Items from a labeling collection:
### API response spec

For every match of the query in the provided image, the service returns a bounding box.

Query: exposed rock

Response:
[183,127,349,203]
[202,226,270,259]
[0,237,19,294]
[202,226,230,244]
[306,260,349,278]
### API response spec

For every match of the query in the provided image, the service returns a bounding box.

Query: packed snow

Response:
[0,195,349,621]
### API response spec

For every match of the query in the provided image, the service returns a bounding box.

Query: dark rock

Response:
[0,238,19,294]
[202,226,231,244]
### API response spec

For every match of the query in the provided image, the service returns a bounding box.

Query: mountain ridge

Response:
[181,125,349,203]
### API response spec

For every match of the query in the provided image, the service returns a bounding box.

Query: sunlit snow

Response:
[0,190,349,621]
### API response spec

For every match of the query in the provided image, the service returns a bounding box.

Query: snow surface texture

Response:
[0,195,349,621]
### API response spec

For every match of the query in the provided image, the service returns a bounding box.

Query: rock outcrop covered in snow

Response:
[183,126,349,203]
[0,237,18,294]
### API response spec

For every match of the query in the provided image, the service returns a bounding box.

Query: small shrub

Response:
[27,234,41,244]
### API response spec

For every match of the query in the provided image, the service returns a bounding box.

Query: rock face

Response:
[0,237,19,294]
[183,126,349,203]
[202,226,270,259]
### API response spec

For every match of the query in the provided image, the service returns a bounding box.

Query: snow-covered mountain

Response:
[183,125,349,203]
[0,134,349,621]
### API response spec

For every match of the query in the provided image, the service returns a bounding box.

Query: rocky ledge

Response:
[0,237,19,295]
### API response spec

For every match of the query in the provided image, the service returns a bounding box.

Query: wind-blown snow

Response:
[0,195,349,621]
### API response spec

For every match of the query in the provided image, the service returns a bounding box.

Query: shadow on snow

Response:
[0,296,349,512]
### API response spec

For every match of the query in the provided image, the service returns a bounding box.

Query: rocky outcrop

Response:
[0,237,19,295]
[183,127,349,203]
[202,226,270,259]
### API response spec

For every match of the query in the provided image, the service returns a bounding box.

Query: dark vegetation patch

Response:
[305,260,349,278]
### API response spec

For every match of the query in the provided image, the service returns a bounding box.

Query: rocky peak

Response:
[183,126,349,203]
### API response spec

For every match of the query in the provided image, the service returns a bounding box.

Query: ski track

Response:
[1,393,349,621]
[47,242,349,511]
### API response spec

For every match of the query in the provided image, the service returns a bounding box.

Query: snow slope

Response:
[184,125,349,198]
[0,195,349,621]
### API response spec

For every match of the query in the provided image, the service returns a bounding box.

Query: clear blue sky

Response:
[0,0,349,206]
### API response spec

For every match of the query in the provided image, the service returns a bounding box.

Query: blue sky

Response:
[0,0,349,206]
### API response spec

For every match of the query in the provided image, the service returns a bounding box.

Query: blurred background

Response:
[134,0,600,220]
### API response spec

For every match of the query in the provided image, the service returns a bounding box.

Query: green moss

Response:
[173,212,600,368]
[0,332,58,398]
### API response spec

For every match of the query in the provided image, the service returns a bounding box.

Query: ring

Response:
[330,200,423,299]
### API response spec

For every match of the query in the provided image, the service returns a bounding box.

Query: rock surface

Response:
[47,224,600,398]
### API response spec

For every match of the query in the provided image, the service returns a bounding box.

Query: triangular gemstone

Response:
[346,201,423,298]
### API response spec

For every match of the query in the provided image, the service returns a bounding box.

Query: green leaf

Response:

→ **Given exercise**
Copy the material above verbatim.

→ **Output of the exercise**
### API response spec

For every match of the query in the provided image, the service returns a bounding box.

Query: exposed rock

Response:
[183,127,349,203]
[202,226,270,259]
[0,237,19,294]
[202,226,230,244]
[306,260,349,278]
### API response spec

For every match of the query in the provided image, the service returns a bounding box.

Query: packed snow

Response:
[0,195,349,621]
### API response spec

For every match of the query in the provided image, the service returns a bounding box.

Query: dark rock

Response:
[0,238,19,294]
[202,226,231,244]
### API response spec

For every match of the query in the provided image, the service returns a bounding box.

Query: mountain ridge

Response:
[181,125,349,203]
### API response spec

For every match of the query in the provided image, the service returns a bounding box.

Query: sunlit snow

Response:
[0,190,349,621]
### API response spec

For every match of the query in the provided image, the service returns a bounding box.

Query: snow surface texture

Response:
[0,195,349,621]
### API response spec

For every match of the query in the provided image, the service returns a bounding box.

Query: rock outcrop covered in snow

Response:
[183,126,349,203]
[0,237,18,294]
### API response spec

For every match of the query in the provided image, the service returns a bounding box.

Query: small shrub

Response:
[27,234,41,244]
### API response spec

For every match of the query in the provided image, the service returns a bounding box.

Query: rock face

Response:
[0,237,19,294]
[183,126,349,203]
[202,226,270,259]
### API response spec

For every match of the query in the provided image, the service returns a bounding box.

Query: snow-covered mountain

Response:
[183,125,349,203]
[0,134,349,621]
### API response spec

For every match of the query in the provided image, the service returns a bounding box.

Query: rocky ledge

Response:
[0,237,19,295]
### API response spec

For every match of the query in the provided image, the service returns a bounding box.

Query: wind-blown snow

Response:
[0,195,349,621]
### API response spec

For every match of the query in the provided image, the service returns a bounding box.

Query: shadow on snow

Response:
[0,296,349,512]
### API response spec

For every match of the query in the provided image, the service returns a bounding box.

Query: rocky outcrop

Response:
[0,237,19,295]
[183,127,349,203]
[202,226,270,259]
### API response spec

For every match of the query in the provided image, the service returns a bounding box.

Query: dark vegetation patch

Response:
[305,260,349,278]
### API response spec

For every match of the query in the provided image, the service returns a bounding box.

Query: rocky peak

Response:
[183,126,349,203]
### API response spec

For every match of the query in the provided image, the service returns a bounding box.

Query: ski track

Response:
[1,393,349,621]
[47,242,349,511]
### API response spec

For every match of the query in the provided image, the service returns a bounding box.

Query: snow slope

Response:
[184,125,349,198]
[0,195,349,621]
### API response spec

For every match of the query in the provided image, the service returns a bounding box.

Query: clear blue sky

Response:
[0,0,349,206]
### API response spec

For every match of the query in the provided image, the service returns a bounding box.

Query: blue sky

Response:
[0,0,349,206]
### API response spec

For every match of the query in the provided image, the service returns a bounding box.

Query: blurred background

Response:
[134,0,600,220]
### API response spec

For every match of the query in the provided image, the service returns a bounding box.

Query: green moss

Response:
[173,212,600,368]
[0,332,58,398]
### API response spec

For every match of the query in the provided image, the service returns a bounding box.

Query: ring

Response:
[330,200,423,299]
### API response spec

For every match of the query in the provided image, the service returns a bounding box.

Query: rock surface

Response:
[47,224,600,398]
### API response spec

For every match of the query in the provided image, the service returns a bounding box.

Query: triangular gemstone

Response:
[346,201,423,298]
### API response spec

For every match of the query in the provided image, the service returns a bounding box.

Query: green leaf

Response:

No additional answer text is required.